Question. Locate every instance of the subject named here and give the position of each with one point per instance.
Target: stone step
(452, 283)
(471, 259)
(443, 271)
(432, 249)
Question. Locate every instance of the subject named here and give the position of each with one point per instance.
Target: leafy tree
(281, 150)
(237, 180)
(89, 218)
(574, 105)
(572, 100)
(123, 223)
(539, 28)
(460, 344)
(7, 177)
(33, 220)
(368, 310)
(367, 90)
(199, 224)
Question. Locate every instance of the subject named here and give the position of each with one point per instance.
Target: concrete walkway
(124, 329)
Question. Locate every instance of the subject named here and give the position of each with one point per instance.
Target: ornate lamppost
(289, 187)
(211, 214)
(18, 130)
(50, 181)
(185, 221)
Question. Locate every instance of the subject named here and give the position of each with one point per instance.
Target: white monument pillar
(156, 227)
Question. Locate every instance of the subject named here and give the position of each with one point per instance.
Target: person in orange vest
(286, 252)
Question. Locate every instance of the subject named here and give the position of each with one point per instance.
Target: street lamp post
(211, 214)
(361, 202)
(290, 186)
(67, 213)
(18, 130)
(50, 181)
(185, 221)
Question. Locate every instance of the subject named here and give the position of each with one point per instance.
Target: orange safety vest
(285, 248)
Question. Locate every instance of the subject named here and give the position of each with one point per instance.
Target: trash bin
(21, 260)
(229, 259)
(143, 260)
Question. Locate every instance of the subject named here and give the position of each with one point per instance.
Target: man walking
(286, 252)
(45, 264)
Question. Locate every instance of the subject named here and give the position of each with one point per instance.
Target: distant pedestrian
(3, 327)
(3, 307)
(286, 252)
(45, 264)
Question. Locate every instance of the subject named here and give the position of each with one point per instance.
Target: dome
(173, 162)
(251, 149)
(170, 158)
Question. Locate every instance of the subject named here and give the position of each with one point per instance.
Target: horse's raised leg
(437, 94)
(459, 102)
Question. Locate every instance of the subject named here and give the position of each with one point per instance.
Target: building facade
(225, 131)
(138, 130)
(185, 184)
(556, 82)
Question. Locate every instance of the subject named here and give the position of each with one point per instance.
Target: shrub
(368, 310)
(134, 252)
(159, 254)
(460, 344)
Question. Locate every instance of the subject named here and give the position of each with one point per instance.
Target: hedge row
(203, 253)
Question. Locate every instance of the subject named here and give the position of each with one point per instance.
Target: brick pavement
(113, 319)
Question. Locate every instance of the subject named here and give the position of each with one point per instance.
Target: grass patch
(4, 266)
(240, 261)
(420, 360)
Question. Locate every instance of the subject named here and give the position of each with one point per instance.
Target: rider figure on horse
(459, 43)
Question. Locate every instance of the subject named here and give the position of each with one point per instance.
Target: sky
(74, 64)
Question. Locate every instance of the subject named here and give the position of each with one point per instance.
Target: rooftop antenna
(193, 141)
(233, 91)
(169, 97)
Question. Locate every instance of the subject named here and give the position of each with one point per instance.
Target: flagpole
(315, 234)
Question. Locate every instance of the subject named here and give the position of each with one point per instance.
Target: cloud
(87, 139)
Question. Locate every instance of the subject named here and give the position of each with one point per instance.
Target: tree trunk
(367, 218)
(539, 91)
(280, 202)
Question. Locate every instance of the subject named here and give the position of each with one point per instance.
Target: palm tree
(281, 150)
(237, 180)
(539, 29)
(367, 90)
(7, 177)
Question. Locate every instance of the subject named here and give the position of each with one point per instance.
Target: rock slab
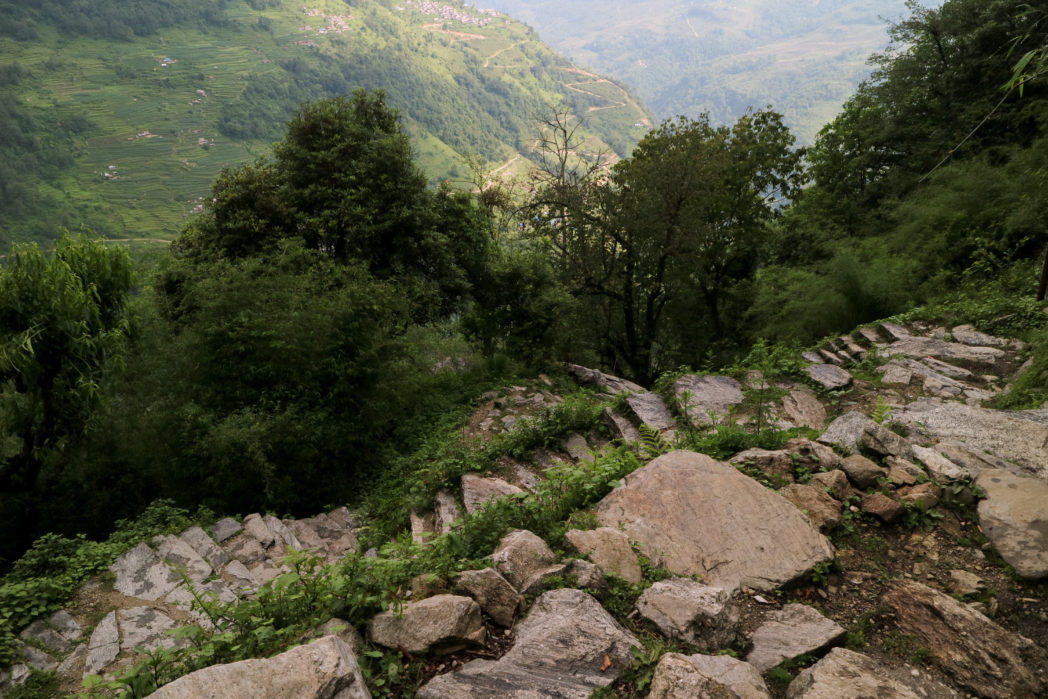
(326, 669)
(1014, 517)
(698, 517)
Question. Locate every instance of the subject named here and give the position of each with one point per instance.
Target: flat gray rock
(326, 669)
(205, 546)
(225, 528)
(680, 676)
(710, 398)
(439, 625)
(829, 376)
(698, 517)
(561, 648)
(844, 674)
(651, 410)
(789, 632)
(1017, 437)
(1014, 517)
(599, 379)
(147, 627)
(104, 645)
(921, 347)
(803, 408)
(142, 573)
(973, 651)
(177, 553)
(846, 431)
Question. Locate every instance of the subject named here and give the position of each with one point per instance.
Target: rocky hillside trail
(895, 546)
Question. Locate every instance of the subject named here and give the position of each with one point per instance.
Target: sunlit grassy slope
(125, 135)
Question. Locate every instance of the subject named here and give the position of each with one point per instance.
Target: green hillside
(119, 115)
(686, 58)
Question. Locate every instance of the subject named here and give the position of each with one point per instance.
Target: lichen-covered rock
(439, 625)
(698, 517)
(561, 651)
(325, 669)
(692, 612)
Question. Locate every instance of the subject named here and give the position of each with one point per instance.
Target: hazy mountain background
(118, 115)
(686, 57)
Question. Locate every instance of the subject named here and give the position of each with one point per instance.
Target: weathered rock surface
(883, 441)
(920, 347)
(142, 573)
(439, 625)
(829, 376)
(104, 645)
(846, 431)
(710, 398)
(844, 674)
(560, 652)
(608, 548)
(803, 408)
(815, 503)
(686, 677)
(863, 472)
(882, 507)
(325, 669)
(976, 653)
(778, 464)
(650, 409)
(599, 379)
(698, 517)
(1014, 517)
(496, 596)
(523, 558)
(692, 612)
(477, 490)
(789, 632)
(1019, 437)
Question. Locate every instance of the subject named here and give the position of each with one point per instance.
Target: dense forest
(329, 306)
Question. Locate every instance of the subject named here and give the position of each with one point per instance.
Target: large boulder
(685, 677)
(789, 632)
(567, 647)
(977, 654)
(326, 669)
(1014, 517)
(692, 612)
(1019, 437)
(496, 596)
(698, 517)
(609, 549)
(439, 625)
(710, 398)
(523, 558)
(844, 674)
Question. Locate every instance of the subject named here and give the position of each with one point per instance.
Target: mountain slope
(118, 116)
(685, 58)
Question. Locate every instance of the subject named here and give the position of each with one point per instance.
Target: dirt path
(458, 35)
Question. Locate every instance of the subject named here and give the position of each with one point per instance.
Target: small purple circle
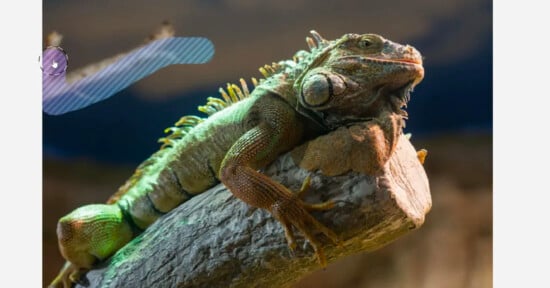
(54, 61)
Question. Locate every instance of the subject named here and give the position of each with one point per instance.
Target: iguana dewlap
(353, 80)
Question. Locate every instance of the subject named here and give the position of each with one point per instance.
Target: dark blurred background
(90, 152)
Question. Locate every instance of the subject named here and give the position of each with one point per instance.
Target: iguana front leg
(239, 174)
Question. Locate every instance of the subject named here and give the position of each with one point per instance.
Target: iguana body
(356, 78)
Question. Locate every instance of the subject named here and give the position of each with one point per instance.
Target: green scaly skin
(353, 79)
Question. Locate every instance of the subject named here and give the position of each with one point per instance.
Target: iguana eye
(365, 43)
(318, 89)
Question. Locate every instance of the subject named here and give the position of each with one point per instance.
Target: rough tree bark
(215, 240)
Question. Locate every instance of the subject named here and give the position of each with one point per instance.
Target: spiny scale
(235, 93)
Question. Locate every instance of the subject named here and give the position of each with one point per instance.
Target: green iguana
(353, 79)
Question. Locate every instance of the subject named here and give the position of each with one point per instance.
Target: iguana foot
(66, 278)
(294, 212)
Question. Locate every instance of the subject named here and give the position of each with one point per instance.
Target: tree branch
(216, 240)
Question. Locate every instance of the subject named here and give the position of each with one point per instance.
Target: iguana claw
(295, 212)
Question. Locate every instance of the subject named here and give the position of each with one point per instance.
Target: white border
(21, 145)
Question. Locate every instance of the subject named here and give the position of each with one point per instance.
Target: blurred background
(89, 153)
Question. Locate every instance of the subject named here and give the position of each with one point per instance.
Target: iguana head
(354, 78)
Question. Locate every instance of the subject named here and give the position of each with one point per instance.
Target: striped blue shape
(59, 97)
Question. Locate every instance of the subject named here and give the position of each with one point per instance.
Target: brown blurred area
(452, 249)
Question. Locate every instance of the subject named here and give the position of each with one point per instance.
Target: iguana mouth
(414, 61)
(349, 61)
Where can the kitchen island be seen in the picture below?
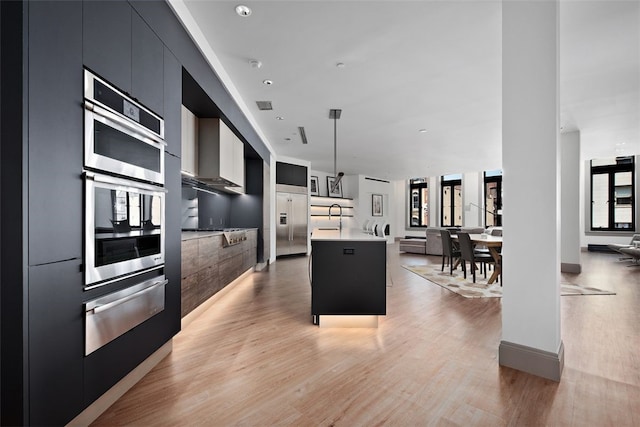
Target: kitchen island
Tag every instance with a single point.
(348, 277)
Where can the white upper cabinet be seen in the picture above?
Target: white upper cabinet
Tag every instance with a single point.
(189, 160)
(220, 155)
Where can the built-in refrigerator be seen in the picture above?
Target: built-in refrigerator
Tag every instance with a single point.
(292, 224)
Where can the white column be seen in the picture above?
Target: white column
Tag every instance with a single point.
(473, 206)
(531, 263)
(570, 205)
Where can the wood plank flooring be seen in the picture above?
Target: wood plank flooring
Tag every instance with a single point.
(255, 359)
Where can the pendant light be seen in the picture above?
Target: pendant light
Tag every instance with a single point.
(335, 115)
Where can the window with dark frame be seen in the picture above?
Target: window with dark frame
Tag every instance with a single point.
(612, 194)
(418, 202)
(451, 197)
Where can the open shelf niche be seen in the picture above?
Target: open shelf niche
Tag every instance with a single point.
(319, 212)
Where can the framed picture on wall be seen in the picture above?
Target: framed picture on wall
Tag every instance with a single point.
(376, 205)
(314, 190)
(337, 192)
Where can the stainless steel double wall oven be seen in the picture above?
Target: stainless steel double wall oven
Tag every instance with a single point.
(124, 224)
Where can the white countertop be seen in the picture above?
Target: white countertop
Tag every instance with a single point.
(347, 234)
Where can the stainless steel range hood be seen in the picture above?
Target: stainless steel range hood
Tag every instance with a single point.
(220, 156)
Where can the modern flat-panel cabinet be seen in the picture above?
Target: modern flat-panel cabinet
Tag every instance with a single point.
(220, 153)
(107, 41)
(55, 131)
(291, 222)
(172, 103)
(56, 343)
(120, 47)
(189, 149)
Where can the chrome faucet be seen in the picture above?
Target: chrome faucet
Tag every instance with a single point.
(335, 204)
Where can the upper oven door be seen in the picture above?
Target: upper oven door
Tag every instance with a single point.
(124, 228)
(121, 136)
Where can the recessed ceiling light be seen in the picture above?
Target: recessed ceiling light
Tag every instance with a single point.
(243, 10)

What to do:
Lines from the entries that contain the string "pendant" must be found and copied.

Result of this exercise:
Where can the pendant light be seen in the picture above?
Target: pendant light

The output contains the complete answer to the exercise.